◆ **TEXT BLOCK**
--------------------------------------------------

Statistics

http://mathsathawthorn.pbworks.com/f/S2.pdf
Q3b?

What is the probability that 1 egg weighs less than 49 grams? Call this probability $p$. Then the probability that exactly three eggs weight less than 49 grams is $\mathbb{P}(X = 3)$ where $X \sim \text{B}(6, p)$.

Can i show what ive done first?

Why didn't you put that in the OP?

So ive done P(0>3Y-X)
3Y-X -N(54-50, 1.2^2 +2^2)
E(3Y-X)=(4,5.44)
Is that right so far?

Ah, my bad - I was answering (a) (ii) instead.

What you've done is fine - yes. Although I have no clue why you're finding E(3Y-X) in the last line.


So you have (I'll call it W to make it more obvious) $3Y - X = W \sim N(4, 1.2^2 + 2^2)$ and you want $\mathbb{P}(3Y-X < 0) = \mathbb{P}(W < 0)$.

--------------------------------------------------

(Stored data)
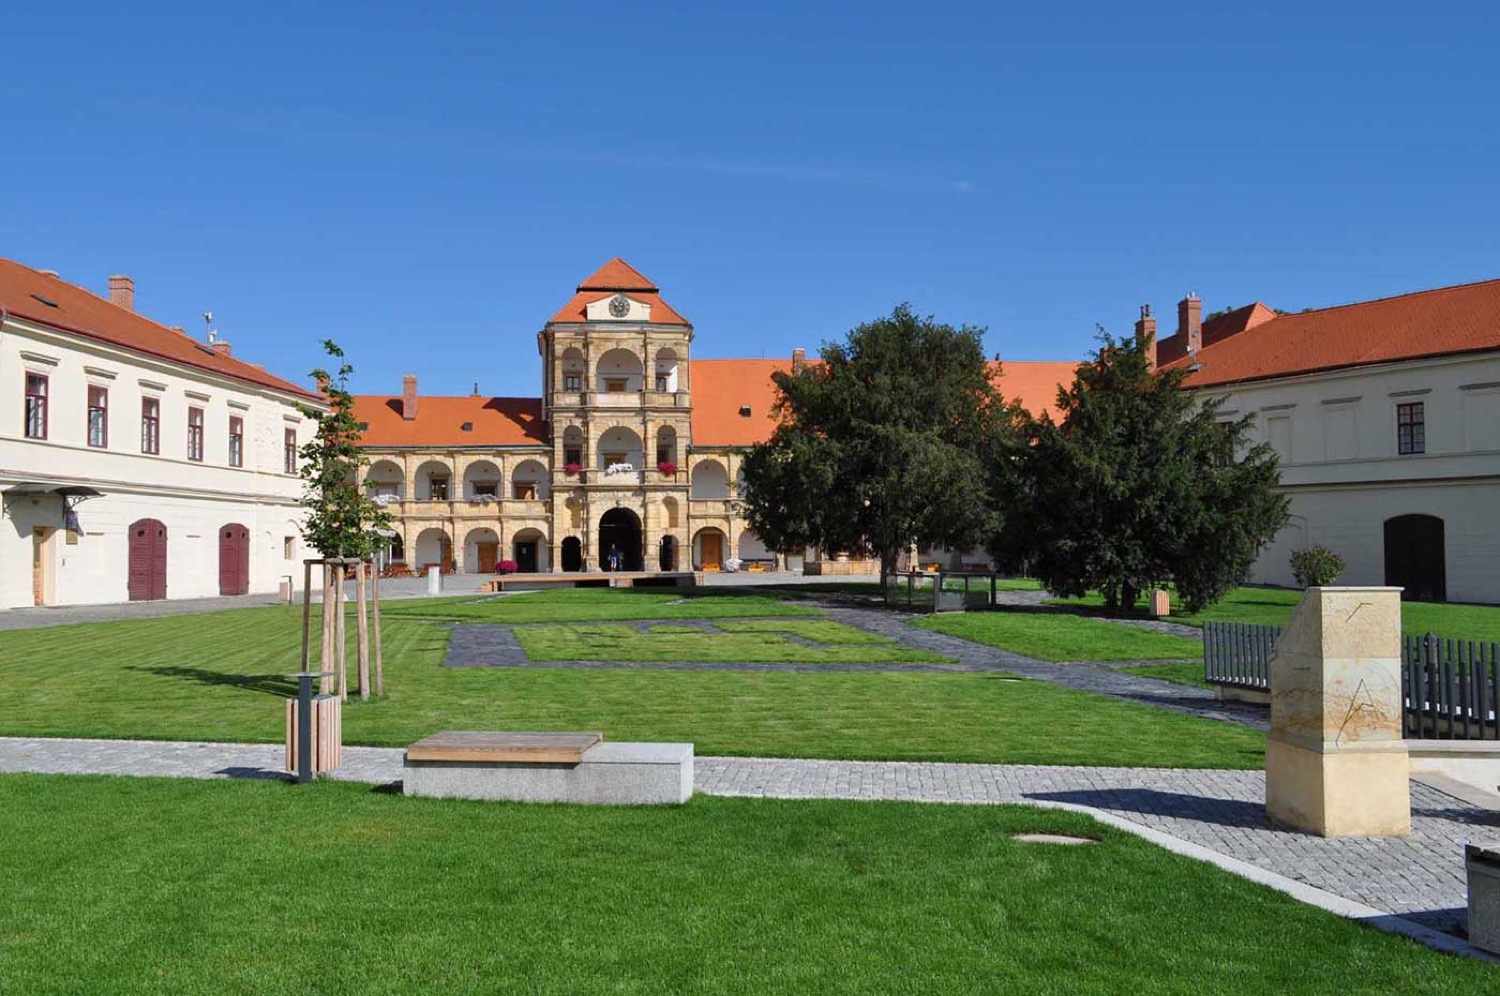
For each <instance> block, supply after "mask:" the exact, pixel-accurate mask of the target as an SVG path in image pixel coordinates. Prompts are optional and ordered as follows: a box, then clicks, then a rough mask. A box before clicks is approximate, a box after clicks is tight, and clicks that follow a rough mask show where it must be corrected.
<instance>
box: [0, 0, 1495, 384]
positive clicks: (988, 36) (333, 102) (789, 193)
mask: <svg viewBox="0 0 1500 996" xmlns="http://www.w3.org/2000/svg"><path fill="white" fill-rule="evenodd" d="M46 6H48V7H49V9H43V5H28V6H21V7H17V9H7V12H6V18H5V45H3V48H0V121H3V129H0V208H3V211H0V255H5V257H10V258H15V260H21V261H23V263H27V264H30V266H34V267H45V269H55V270H60V272H62V275H63V276H65V278H66V279H71V281H74V282H78V284H84V285H87V287H90V288H95V290H104V282H105V276H107V275H108V273H121V272H123V273H130V275H133V276H135V278H136V303H138V308H139V311H142V312H145V314H148V315H151V317H153V318H157V320H160V321H163V323H166V324H181V326H186V327H189V329H201V320H199V318H198V315H199V314H201V312H202V311H204V309H213V312H214V315H216V324H217V327H219V330H220V333H222V335H223V336H225V338H228V339H231V341H233V342H234V347H236V353H237V356H245V357H246V359H252V360H258V362H264V363H267V365H269V366H270V368H272V369H273V371H276V372H279V374H282V375H287V377H294V378H300V377H302V375H303V374H305V372H306V371H308V369H311V368H312V366H314V365H317V363H318V362H320V360H321V357H320V354H318V350H317V342H318V341H320V339H321V338H324V336H332V338H335V339H338V341H339V342H341V344H342V345H344V347H345V348H347V350H348V353H350V354H351V359H353V362H354V363H356V366H357V374H356V381H354V387H356V389H357V390H360V392H389V393H398V392H399V389H401V375H402V374H404V372H416V374H419V375H420V378H422V389H423V393H468V390H469V389H471V387H472V384H474V381H478V384H480V390H481V392H484V393H498V395H534V393H537V390H538V381H540V366H538V362H537V354H535V332H537V330H538V329H540V327H541V324H543V323H544V321H546V320H547V317H550V314H552V312H553V311H555V309H556V308H558V306H559V305H561V303H564V302H565V300H567V299H568V296H570V293H571V290H573V285H574V284H577V281H579V279H582V278H583V276H585V275H588V273H589V272H591V270H594V269H595V267H597V266H598V264H601V263H603V261H606V260H607V258H610V257H613V255H621V257H624V258H625V260H628V261H631V263H633V264H636V266H637V267H639V269H640V270H643V272H645V273H646V275H648V276H651V278H652V279H654V281H657V282H658V284H660V287H661V290H663V296H664V297H666V300H669V302H670V303H672V305H673V306H675V308H676V309H678V311H681V312H682V314H685V315H687V317H688V318H691V320H693V323H694V326H696V335H697V339H696V342H694V356H699V357H723V356H751V357H756V356H786V354H789V353H790V350H792V348H793V347H796V345H804V347H808V348H816V347H817V345H819V342H822V341H825V339H829V338H837V336H840V335H841V333H843V332H846V330H847V329H849V327H850V326H853V324H858V323H859V321H862V320H865V318H871V317H876V315H880V314H885V312H888V311H889V309H891V306H894V305H895V303H898V302H903V300H909V302H912V305H913V306H915V308H916V309H918V311H922V312H933V314H936V315H938V317H939V318H942V320H945V321H951V323H969V324H975V326H984V327H987V329H989V333H987V347H989V350H990V351H993V353H999V354H1001V356H1002V357H1010V359H1076V357H1079V356H1082V354H1083V353H1085V351H1086V350H1088V348H1089V347H1091V344H1092V339H1094V329H1095V323H1101V324H1104V326H1106V327H1109V329H1110V330H1115V332H1124V330H1127V329H1128V327H1130V324H1131V323H1133V321H1134V317H1136V314H1137V306H1139V305H1140V303H1142V302H1152V303H1154V306H1155V311H1157V314H1158V315H1161V318H1163V326H1164V329H1166V330H1170V326H1172V323H1173V321H1175V314H1176V308H1175V303H1176V300H1178V299H1179V297H1182V294H1184V293H1185V291H1190V290H1191V291H1196V293H1197V294H1199V296H1200V297H1202V299H1203V302H1205V311H1214V309H1217V308H1223V306H1229V305H1244V303H1248V302H1250V300H1256V299H1259V300H1265V302H1266V303H1269V305H1272V306H1277V308H1289V309H1302V308H1308V306H1325V305H1337V303H1344V302H1352V300H1361V299H1368V297H1380V296H1388V294H1395V293H1401V291H1409V290H1419V288H1427V287H1437V285H1445V284H1460V282H1467V281H1476V279H1487V278H1497V276H1500V183H1497V177H1500V127H1497V126H1496V107H1497V105H1500V65H1497V62H1496V58H1494V39H1496V37H1497V36H1500V13H1497V12H1496V5H1481V3H1475V5H1443V3H1439V5H1425V6H1419V7H1415V6H1410V5H1403V6H1401V7H1400V9H1395V7H1391V9H1382V7H1383V5H1370V3H1361V5H1353V3H1350V5H1320V3H1314V1H1305V3H1299V5H1281V3H1260V5H1232V9H1229V10H1218V9H1215V7H1217V6H1220V5H1205V3H1194V5H1151V3H1139V5H1121V3H1109V5H1070V3H1053V5H1026V6H1028V10H1025V12H1019V13H1017V12H1011V10H1007V9H1005V7H1007V6H1008V5H995V3H974V5H942V3H927V5H912V3H903V5H882V3H867V5H858V6H856V5H814V3H792V5H777V3H762V5H733V6H732V7H727V6H724V7H720V5H702V3H682V5H601V6H591V5H580V3H570V5H562V3H549V5H534V6H531V5H504V3H483V5H398V3H380V1H371V3H263V5H205V3H190V5H153V3H139V5H121V3H108V5H102V3H99V5H96V3H92V1H75V3H69V5H46Z"/></svg>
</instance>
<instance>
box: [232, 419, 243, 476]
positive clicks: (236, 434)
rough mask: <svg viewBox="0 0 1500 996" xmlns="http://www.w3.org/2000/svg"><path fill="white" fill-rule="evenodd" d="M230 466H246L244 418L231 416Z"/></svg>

--------------------------------------------------

◆ **WRITTEN TASK**
Reproduce the portion of the statistics thread between "What is the" and "E(3Y-X)=(4,5.44)", inclusive, word for word.

◆ **PROBLEM SOLUTION**
What is the probability that 1 egg weighs less than 49 grams? Call this probability $p$. Then the probability that exactly three eggs weight less than 49 grams is $\mathbb{P}(X = 3)$ where $X \sim \text{B}(6, p)$.

Can i show what ive done first?

Why didn't you put that in the OP?

So ive done P(0>3Y-X)
3Y-X -N(54-50, 1.2^2 +2^2)
E(3Y-X)=(4,5.44)